* [ABOUT THIS TASK]: Find the line containing "Target: dark brown hair" in the entries below. Restate it and each line after it, word for word, up to and including the line containing "Target: eyeglasses".

* [DATA TO USE]:

========

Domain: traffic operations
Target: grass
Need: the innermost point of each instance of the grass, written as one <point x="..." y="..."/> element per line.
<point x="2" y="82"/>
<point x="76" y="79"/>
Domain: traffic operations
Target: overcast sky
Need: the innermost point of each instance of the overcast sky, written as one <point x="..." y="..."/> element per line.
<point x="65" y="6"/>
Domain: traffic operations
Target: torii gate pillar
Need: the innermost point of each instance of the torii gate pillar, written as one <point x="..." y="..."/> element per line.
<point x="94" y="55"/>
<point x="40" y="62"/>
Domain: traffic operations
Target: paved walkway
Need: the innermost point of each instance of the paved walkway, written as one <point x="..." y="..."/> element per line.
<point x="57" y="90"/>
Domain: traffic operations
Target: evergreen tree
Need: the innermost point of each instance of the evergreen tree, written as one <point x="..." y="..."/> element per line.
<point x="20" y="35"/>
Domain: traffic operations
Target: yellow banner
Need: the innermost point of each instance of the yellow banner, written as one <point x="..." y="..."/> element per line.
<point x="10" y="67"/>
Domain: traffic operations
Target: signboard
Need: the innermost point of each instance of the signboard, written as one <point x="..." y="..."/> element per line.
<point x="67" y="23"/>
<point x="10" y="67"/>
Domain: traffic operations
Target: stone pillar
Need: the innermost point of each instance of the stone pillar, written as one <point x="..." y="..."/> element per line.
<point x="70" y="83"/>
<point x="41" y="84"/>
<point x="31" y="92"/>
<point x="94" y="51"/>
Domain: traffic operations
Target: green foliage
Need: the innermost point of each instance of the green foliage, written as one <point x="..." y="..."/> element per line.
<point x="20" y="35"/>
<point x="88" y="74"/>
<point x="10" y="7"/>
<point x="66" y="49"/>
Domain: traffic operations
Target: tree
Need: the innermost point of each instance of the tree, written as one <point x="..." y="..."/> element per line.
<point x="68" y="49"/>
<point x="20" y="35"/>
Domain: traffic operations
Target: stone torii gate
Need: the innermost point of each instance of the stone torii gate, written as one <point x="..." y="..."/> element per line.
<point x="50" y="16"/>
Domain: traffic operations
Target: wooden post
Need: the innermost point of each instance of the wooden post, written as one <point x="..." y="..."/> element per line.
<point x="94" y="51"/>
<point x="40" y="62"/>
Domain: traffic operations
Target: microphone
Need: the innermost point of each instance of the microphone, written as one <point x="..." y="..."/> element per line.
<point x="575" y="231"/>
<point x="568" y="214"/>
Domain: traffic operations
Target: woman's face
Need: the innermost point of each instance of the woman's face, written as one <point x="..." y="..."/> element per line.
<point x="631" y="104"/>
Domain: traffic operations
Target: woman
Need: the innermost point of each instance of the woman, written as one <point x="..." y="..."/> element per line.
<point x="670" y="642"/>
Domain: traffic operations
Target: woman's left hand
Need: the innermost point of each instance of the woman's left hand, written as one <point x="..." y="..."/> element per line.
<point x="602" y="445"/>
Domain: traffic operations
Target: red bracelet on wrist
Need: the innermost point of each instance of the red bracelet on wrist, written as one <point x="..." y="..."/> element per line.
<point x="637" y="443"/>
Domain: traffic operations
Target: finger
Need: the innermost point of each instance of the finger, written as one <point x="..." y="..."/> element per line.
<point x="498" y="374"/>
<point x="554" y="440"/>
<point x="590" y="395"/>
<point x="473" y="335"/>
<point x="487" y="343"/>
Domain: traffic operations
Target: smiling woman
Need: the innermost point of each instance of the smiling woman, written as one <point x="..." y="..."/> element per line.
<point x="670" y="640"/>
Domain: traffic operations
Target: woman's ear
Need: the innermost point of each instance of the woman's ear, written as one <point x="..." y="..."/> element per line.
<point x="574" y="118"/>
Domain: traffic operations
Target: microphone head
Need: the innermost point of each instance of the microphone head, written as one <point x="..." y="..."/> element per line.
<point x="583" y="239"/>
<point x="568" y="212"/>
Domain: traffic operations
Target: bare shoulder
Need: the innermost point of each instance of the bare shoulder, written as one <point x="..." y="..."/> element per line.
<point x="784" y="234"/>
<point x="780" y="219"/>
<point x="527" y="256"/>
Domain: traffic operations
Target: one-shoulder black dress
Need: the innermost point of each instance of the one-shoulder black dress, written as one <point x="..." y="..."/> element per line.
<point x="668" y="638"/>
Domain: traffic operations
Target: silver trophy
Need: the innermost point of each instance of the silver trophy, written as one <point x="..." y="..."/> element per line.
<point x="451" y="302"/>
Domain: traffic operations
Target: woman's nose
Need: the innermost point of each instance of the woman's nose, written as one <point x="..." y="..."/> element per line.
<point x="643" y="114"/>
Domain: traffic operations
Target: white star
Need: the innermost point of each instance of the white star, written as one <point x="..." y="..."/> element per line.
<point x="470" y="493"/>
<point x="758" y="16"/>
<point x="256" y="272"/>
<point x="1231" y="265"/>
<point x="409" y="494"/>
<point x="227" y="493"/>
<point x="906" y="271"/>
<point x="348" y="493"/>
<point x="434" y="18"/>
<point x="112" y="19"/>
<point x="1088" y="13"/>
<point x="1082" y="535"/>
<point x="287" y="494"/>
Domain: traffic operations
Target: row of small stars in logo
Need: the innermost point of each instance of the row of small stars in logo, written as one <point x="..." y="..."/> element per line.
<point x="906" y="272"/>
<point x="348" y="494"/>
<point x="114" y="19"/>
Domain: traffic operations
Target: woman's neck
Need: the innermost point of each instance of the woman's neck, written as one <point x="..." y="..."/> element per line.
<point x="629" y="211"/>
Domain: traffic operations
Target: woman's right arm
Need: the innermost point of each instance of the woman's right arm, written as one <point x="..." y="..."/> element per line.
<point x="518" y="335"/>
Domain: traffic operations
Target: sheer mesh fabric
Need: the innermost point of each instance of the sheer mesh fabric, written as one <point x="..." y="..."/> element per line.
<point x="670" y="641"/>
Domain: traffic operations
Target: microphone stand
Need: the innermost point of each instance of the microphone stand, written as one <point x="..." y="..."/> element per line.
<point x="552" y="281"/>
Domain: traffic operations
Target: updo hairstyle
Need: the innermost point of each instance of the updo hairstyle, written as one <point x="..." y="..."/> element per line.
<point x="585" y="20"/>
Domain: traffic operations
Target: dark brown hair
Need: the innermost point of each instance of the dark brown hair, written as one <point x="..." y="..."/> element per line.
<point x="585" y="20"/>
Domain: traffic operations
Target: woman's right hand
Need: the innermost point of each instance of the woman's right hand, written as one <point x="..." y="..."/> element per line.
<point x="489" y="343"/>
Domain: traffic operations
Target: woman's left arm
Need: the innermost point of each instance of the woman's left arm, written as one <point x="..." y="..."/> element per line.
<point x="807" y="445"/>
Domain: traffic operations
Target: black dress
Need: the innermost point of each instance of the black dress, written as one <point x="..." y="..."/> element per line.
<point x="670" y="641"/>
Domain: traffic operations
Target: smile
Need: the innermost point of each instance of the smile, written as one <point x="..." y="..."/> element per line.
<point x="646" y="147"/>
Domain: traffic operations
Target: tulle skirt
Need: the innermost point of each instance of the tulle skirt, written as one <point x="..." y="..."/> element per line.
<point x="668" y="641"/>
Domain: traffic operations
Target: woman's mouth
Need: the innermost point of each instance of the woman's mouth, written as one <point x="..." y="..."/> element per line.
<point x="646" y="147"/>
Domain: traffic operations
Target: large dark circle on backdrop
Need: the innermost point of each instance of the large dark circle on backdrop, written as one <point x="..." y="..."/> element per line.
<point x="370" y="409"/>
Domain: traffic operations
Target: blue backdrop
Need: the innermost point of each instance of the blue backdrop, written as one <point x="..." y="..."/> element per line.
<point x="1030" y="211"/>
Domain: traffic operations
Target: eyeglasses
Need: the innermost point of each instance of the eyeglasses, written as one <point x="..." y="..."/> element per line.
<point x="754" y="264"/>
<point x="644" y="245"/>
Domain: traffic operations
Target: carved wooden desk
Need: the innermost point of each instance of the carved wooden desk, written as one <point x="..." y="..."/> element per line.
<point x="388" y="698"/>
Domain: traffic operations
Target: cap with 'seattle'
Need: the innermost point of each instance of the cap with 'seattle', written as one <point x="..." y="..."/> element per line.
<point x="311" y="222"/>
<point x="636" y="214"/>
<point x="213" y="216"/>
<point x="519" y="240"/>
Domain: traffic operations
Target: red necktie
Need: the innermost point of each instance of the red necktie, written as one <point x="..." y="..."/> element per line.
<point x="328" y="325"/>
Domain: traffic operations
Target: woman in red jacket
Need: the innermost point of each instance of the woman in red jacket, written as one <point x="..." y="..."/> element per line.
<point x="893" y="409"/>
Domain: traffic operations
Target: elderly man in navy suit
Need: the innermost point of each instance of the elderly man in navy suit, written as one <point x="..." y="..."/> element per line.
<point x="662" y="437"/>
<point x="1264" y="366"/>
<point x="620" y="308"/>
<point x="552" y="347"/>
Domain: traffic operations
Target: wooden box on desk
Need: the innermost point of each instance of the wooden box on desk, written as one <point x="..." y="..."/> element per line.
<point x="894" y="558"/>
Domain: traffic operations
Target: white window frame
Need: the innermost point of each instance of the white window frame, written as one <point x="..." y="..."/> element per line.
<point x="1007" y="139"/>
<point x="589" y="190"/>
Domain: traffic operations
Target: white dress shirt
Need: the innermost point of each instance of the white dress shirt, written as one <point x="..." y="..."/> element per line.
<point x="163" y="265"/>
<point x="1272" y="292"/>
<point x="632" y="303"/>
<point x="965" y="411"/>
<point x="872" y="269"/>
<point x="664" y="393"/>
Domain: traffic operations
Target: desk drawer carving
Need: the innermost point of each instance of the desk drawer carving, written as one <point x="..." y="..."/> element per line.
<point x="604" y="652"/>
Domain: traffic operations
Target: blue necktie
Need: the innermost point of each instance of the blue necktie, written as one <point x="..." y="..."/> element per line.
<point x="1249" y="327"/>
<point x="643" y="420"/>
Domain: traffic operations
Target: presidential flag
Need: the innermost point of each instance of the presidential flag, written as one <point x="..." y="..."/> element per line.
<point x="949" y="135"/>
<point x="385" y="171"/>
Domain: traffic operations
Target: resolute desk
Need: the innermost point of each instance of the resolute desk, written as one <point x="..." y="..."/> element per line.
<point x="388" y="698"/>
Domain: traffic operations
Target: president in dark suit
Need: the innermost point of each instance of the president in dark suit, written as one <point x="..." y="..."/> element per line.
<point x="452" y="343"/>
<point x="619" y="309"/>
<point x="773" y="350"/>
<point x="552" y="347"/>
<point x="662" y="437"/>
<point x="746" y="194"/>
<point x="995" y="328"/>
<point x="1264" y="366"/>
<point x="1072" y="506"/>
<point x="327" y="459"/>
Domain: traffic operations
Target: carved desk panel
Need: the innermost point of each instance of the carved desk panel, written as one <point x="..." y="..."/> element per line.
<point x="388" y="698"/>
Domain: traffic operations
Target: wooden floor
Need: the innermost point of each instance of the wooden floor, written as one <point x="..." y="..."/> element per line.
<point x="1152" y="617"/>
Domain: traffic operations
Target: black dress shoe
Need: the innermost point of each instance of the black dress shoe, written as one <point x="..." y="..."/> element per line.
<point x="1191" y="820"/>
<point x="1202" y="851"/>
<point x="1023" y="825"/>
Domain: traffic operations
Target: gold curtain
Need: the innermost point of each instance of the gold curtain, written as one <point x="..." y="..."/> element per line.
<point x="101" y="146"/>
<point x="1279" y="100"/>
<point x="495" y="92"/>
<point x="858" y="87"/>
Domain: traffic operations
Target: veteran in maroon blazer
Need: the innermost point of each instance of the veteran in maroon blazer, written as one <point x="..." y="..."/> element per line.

========

* [OUTPUT BELOW]:
Target: dark brown hair
Need: the innermost point of each instance of the dark brown hair, written as one <point x="..." y="..."/> element per line.
<point x="585" y="20"/>
Domain: traffic operations
Target: woman's right hand
Need: the innermost point of each instance of the woman's right hand, written as one <point x="..." y="..."/> element per line.
<point x="489" y="343"/>
Domain: traffic operations
Target: woman's left arm
Need: the innermost point of each instance of the woman's left arm, written as one <point x="..." y="..."/> element per line.
<point x="807" y="445"/>
Domain: traffic operations
Target: black dress
Need: the innermost point of each instance of the black dress, written as one <point x="..." y="..."/> element per line.
<point x="670" y="641"/>
Domain: traffic operations
Target: smile
Need: the innermost point of each instance of the smile, written as one <point x="..." y="..."/> element per line.
<point x="646" y="147"/>
Domain: traffic operations
Target: tulle skirt
Need: the innermost point of each instance of the tulle skirt, written as one <point x="..." y="..."/> element per line.
<point x="668" y="641"/>
Domain: traffic operations
Target: woman's mouth
Need: the innermost point of each instance of the woman's mouth, written as one <point x="..." y="..."/> element per line.
<point x="646" y="147"/>
Domain: traffic operations
Target: large dark circle on backdrop
Need: the innermost point of each instance of the large dark circle on backdrop, written as one <point x="..." y="..."/> element per line.
<point x="370" y="409"/>
Domain: traffic operations
Target: blue backdrop
Need: the innermost point of each instance of the blue backdrop, written as one <point x="..." y="..."/> element per line.
<point x="1030" y="211"/>
Domain: traffic operations
Target: eyeglasses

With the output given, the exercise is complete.